Return, verbatim, the span of the Home Depot USA v. Jackson text that starts with "The ruling in" and runs through "said the ruling.".

Quoted text:
------------
The ruling will make it harder in some cases for businesses to transfer cases to federal court, which is perceived to be a more level playing field for defendants, says an expert.
The ruling in Home Depot USA v. Jackson focused on the U.S. code’s general removal statute and the 2005 Class Action Fairness Act, and whether Home Depot USA Inc. could be considered a defendant under both laws.
In June 2016, Citibank NA filed a debt-collection action against George Jackson in North Carolina state court alleging he was liable for charges incurred on a Home Depot credit card, according to the ruling.
In August 2016, Mr. Jackson filed a counterclaim against Citibank and third-party class action claims against Atlanta-based Home Depot and Charlotte, North Carolina-based Carolina Water Systems Inc.
He alleged there was a scheme between Home Depot and Carolina Water Systems to induce homeowners to buy water treatment systems at inflated prices, said the ruling.
Citibank dismissed its claim against Mr. Jackson in September 2016. A month later, Home Depot filed a notice to remand the case to federal court.
Mr. Jackson, who removed any reference to Citibank in the litigation, moved to remand the case back to state court. The U.S. District Court in Charlotte approved Mr. Jackson’s motion, which was subsequently upheld by the 4th U.S. Circuit Court of Appeals in Richmond, Virginia.
------------
Material:
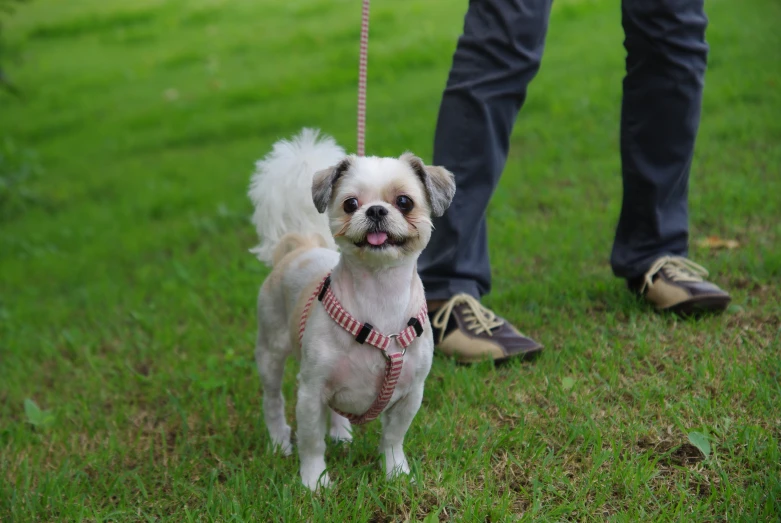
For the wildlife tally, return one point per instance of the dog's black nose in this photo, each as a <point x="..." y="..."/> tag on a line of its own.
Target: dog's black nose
<point x="376" y="213"/>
------------
Problem solution:
The ruling in Home Depot USA v. Jackson focused on the U.S. code’s general removal statute and the 2005 Class Action Fairness Act, and whether Home Depot USA Inc. could be considered a defendant under both laws.
In June 2016, Citibank NA filed a debt-collection action against George Jackson in North Carolina state court alleging he was liable for charges incurred on a Home Depot credit card, according to the ruling.
In August 2016, Mr. Jackson filed a counterclaim against Citibank and third-party class action claims against Atlanta-based Home Depot and Charlotte, North Carolina-based Carolina Water Systems Inc.
He alleged there was a scheme between Home Depot and Carolina Water Systems to induce homeowners to buy water treatment systems at inflated prices, said the ruling.